THE EXERCISE
Resume the forum thread below about whether the snow-plowing season is over, picking up right after its last line.

SELECTED EXTRACT
◇ ◇ ◇
# I think the fat lady has sung



## Brian Young (Aug 13, 2005)

Looks like our season is just about over. A couple promises of 1-2" here and there but nothing on the ground every time they forecast it and long range is high 30's low 40's starting next week. Hey at least there should be a few more weeks of ice fishing left.


----------



## anz27 (Jan 21, 2014)

^ how you didnt just jinx yourself


----------



## grandview (Oct 9, 2005)

Maybe that beer drinking fat lady has sang ,but not up here!


----------



## derekbroerse (Mar 6, 2004)

Nothing in the forecast other than low percentage chances of less than 1cm, but that damn Polar Vortex is taking another swing thru here this week...

I don't think we are done yet.


----------



## procut (Dec 1, 2004)

I was thinking we might be done here (Mid-Michigan) but somehow have this feeling were not. Nothing significant in the forecast for the next 5-7 days, but the temperatures appear to stay cold through the beginning of March. Usually once we hit March 1st, its like someone hits a switch and plow-able snow is done, and from there on out you might get some salting or sidewalks, but this year, I wouldn't be surprised if we got 10"


----------



## Mr.Markus (Jan 7, 2010)

Take 1 for the team and see if she'll hang around.....


----------



## derekbroerse (Mar 6, 2004)

I recall in the early 2000s having to plow 3-4" on May 1st. I don't worry about long term predictions, I take it one day at a time until my contracts are over... if we get snow afterwards I service the accounts I can trust automatically (and never had a payment problem) and call those I can't first, so they can't say I did it on my own...


----------



## grandview (Oct 9, 2005)

Mr.Markus;1769572 said:


> Take 1 for the team and see if she'll hang around.....


Should be used to it,he hangs around with GP


----------



## RonWin (Nov 17, 2011)
◇ ◇ ◇
GIVEN DATA

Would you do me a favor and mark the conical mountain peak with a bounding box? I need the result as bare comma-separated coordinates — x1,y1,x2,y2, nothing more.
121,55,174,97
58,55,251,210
◇ ◇ ◇
ANSWER TO THIS EXERCISE
God I hope so. I want to cut some grass!


----------



## leolkfrm (Mar 11, 2010)

remember march can either "come in like a lion and out like a lamb"...or.."in like a lamb and out like a lion"


----------



## goel (Nov 23, 2010)

Anyone that thinks we are almost done is dreaming. This is just a quick breather. 

Lots more fun to come.


----------



## ALC-GregH (Nov 26, 2008)

Farmers Almanac says "snowstorm" then cold on dates between feb22-26th in my area.


----------



## Glenn Lawn Care (Sep 28, 2009)

We had 40s for 4 days here and got 9 inches in my area. 14 inches and hour north of me.


----------



## MatthewG (Jun 16, 2009)

I hope it snow the for another 30 days, a lot of expensive rock salt I need to use up


----------



## 94gt331 (Oct 21, 2011)

I hope we get a couple more events through mid march. March is allways really slow and sloppy for landscaping here, so snow money helps.


----------



## B-2 Lawncare (Feb 11, 2012)

ALC-GregH;1769745 said:


> Farmers Almanac says "snowstorm" then cold on dates between feb22-26th in my area.


Ha ha framers almanac that's a good one, I followed it last year and it was so far off that it was comical. Might as well read some tea leaves.


----------



## White Gardens (Oct 29, 2008)

This year we've had only 50" of snow.

Our average is 20"

Last year we only had 5" to this point.

But we hit our average of 20" with multiple snow falls in March.....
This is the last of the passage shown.